A word-for-word transcription of the listing is all that is needed.

Records for this exercise:
- Opening Delimiter -

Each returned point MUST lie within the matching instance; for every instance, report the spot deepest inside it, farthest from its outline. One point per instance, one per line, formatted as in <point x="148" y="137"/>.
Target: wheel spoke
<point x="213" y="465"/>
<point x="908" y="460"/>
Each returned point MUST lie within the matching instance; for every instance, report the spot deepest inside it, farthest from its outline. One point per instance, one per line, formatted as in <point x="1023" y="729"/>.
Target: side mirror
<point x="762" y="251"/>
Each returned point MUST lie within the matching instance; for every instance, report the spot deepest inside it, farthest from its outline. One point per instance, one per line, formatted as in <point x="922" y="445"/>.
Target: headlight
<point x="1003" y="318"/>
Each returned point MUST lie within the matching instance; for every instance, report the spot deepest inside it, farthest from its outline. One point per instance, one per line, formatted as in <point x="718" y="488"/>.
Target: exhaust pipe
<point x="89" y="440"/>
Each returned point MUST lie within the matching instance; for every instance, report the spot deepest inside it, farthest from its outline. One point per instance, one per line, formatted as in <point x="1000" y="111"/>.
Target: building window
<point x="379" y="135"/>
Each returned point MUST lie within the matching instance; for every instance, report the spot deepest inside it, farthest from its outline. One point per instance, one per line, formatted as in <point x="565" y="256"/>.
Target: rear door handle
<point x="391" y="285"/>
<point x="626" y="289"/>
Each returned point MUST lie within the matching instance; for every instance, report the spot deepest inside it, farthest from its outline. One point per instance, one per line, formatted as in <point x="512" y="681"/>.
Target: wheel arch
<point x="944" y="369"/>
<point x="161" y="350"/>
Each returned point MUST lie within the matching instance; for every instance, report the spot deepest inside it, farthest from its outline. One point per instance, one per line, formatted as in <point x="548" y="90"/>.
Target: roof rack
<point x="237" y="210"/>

- Closing Delimiter -

Answer box:
Each returned point MUST lie within the matching instance; for every instance, report the spot deepest inside it, farthest from its outline. One point per instance, one per line, formatted as in <point x="148" y="137"/>.
Target: wheel spoke
<point x="213" y="465"/>
<point x="908" y="460"/>
Each returned point MUST lie within the matching instance; for every instance, report the spot deepest inside it, farthest from its outline. One point per instance, one per line, formatted as in <point x="1023" y="729"/>.
Target: side mirror
<point x="762" y="251"/>
Each returned point MUST lie within the matching instance; for every instance, report the spot deepest inside it, farthest from its outline. One point per instance, one per line, formatted as in <point x="922" y="445"/>.
Target: headlight
<point x="1003" y="318"/>
Each returned point MUST lie within the matching instance; for every instance, report the spot deepest inside it, farthest from its outline. One point per instance, one per line, formatted as in <point x="718" y="488"/>.
Target: exhaust pipe
<point x="89" y="440"/>
Each returned point MUST lie within the matching instance; for every instance, report the spot deepest inside it, farthest from its outline. One point per instance, one per line, formatted as in <point x="1000" y="111"/>.
Target: building window
<point x="379" y="135"/>
Each returned point MUST lie within the matching instance; for every instance, report the spot deepest inside it, farthest from its outline. One point per instance, one per line, formatted as in <point x="565" y="256"/>.
Target: rear door handle
<point x="391" y="285"/>
<point x="626" y="289"/>
Each returned point MUST lie within the matching instance; for every instance, report the spot deepest inside it, farthest from its outline. One point per instance, one per line, formatted as in <point x="512" y="681"/>.
Target: wheel arch
<point x="944" y="369"/>
<point x="161" y="350"/>
Each returned point MUST lie within the matching instance; for every instance, report the spot deepest inside it, farthest from its outline. One point per instance, one per line, formatted as in <point x="548" y="90"/>.
Target: roof rack
<point x="237" y="210"/>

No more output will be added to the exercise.